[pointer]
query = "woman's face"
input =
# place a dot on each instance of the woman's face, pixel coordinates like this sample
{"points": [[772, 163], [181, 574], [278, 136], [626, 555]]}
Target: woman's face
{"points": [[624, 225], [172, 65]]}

Written problem: Which lines of the listing contain the string "woman"? Report each of them in full, and count only matches with the same case.

Finished exercise:
query = "woman's face"
# place a dot on each instance of the woman's face, pixel coordinates like this sample
Target: woman's face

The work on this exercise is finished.